• **WHAT YOU HAVE TO DO**: All records shown below should be given again, character for character.

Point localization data
________________________
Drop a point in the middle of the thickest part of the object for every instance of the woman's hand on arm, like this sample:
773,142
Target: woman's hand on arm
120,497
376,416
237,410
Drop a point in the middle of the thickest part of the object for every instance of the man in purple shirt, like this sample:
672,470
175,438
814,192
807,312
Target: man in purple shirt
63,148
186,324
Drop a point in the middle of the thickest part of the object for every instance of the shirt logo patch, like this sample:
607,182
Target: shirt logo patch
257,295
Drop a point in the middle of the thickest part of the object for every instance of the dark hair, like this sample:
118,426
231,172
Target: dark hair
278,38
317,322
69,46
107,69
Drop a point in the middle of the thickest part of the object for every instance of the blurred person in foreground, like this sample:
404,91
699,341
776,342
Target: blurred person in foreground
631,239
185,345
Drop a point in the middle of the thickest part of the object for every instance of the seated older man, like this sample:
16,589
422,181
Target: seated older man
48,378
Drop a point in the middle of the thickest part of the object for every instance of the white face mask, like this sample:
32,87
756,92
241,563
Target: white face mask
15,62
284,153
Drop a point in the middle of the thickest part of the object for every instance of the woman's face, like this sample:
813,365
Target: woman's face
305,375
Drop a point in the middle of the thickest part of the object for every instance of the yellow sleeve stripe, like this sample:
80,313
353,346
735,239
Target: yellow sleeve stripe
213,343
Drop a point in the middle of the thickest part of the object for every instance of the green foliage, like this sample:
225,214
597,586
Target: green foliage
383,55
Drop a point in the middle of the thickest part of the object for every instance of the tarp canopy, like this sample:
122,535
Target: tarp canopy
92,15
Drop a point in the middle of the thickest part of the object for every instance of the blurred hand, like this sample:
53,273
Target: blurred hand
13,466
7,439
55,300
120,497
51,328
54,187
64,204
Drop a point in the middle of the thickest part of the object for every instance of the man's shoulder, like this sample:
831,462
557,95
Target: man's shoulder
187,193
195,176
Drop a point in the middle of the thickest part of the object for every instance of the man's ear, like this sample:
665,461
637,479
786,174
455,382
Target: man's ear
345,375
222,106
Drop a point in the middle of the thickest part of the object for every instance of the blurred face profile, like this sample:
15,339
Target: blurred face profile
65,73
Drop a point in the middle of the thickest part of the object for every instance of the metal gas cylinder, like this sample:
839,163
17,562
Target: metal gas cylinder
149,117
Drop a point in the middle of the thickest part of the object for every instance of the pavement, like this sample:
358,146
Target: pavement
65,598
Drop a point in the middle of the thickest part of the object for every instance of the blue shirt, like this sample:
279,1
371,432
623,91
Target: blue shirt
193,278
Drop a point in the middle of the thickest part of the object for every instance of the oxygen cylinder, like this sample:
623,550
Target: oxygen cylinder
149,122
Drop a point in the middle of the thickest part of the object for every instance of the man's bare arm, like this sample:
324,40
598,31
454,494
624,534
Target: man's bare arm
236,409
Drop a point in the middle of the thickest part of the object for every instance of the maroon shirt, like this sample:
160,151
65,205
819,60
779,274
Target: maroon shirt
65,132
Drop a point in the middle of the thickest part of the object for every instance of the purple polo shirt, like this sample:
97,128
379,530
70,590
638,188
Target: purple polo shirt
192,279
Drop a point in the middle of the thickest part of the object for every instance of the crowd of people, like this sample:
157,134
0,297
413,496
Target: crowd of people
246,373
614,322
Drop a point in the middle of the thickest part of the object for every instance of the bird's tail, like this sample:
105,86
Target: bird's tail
________________________
• **SOLUTION FOR THIS PROBLEM**:
Drop a point in the middle of the thickest part of the object for every instance of the woman's hand on arm, like this sample:
773,142
Target: woman's hand on arm
120,497
376,416
237,410
Drop a point in the middle of the thickest part of the object for every instance of the man in purple shirt, like this sample:
672,470
175,438
814,192
807,312
Target: man in purple shirt
63,148
186,324
Drop a point in the middle of the thickest part of the object for every instance of the shirt logo patch, like this sample:
607,182
Target: shirt logo patch
257,295
Drop a point in the middle of the thickest part of the object for every instance of the dark hair, like this sample:
118,426
231,172
Target: dark hair
278,38
317,322
69,46
107,69
Drop a point in the middle of the thickest part of the object for every instance of the blurred person in foreground, like this sample:
404,91
699,341
776,342
Target: blurred person in foreground
631,239
185,345
Drop a point in the middle of the thickest part of the object for every instance of the seated older man, like this sample:
16,589
422,181
Target: seated older man
48,378
Drop a point in the middle of the thickest part of the object for every instance of the white face mask, like this sample:
32,87
756,92
241,563
Target: white face mask
15,62
284,153
Drop a point in the middle of the thickest part of the object for every instance of the woman's face, like this sample:
813,365
Target: woman's face
305,375
Drop a point in the middle of the thickest part of the object for every instance of the yellow sleeve stripe, like this sample:
80,313
353,346
735,239
Target: yellow sleeve stripe
213,343
Drop a point in the middle of the thickest part of the object for every instance of the green foliage, like this sample:
225,214
597,586
Target: green foliage
383,55
Drop a point in the middle of the thickest part of the object for every instance of the tarp canopy, like this sample:
122,535
Target: tarp canopy
92,15
Drop a point in the middle of the thickest part of the object for every instance of the blurred hand, like this sample:
53,273
Target: blurred hand
13,466
7,439
55,300
120,497
51,328
54,187
64,204
Drop a point in the middle of the thickest part of the object for every instance of the man's shoulder, like this sample:
831,462
557,95
Target: man's shoulder
187,193
195,176
Drop a point in the middle of the thickest part of the object for every instance of the man's ear, like this sample:
665,461
637,479
786,174
455,382
Target: man's ear
345,375
222,106
Drop a point in the middle of the thickest part of the object for every instance of the blurred face profile, like this sample:
15,339
Target: blurred face profile
65,73
Drop a point in the middle of the thickest part of the object for every instance of the metal gas cylinder, like this sample:
839,163
17,562
Target: metal gas cylinder
149,117
Drop a point in the middle of the thickest part of the object for every instance of the pavement, like this sample:
358,146
Target: pavement
65,598
Drop a point in the middle of the thickest part of the object for every instance of the blue shirt, like this sample:
279,1
371,432
623,91
Target: blue shirt
193,278
Drop a point in the middle of the thickest part of the object for every instance of the oxygen cylinder, like this sample:
623,550
Target: oxygen cylinder
149,122
Drop a point in the middle of the thickest part of the object for every instance of the man's bare arm, like this sample:
324,40
598,31
454,494
624,534
Target: man's bare arm
236,409
Drop a point in the middle of the thickest part of the object for every instance of the maroon shirt, like this sample:
160,151
65,205
819,60
779,274
Target: maroon shirt
65,132
Drop a point in the middle of the thickest part of the object for every instance of the purple polo shirt, like this sample:
97,128
379,530
70,590
638,188
Target: purple polo shirt
192,279
Drop a point in the middle of the thickest part of the object for every instance of the crowd of people, like this sample:
157,134
0,297
413,496
Target: crowd of people
246,373
614,322
Drop a point in the middle of the thickest part of the object for every instance of the bird's tail, like this sample:
105,86
Target: bird's tail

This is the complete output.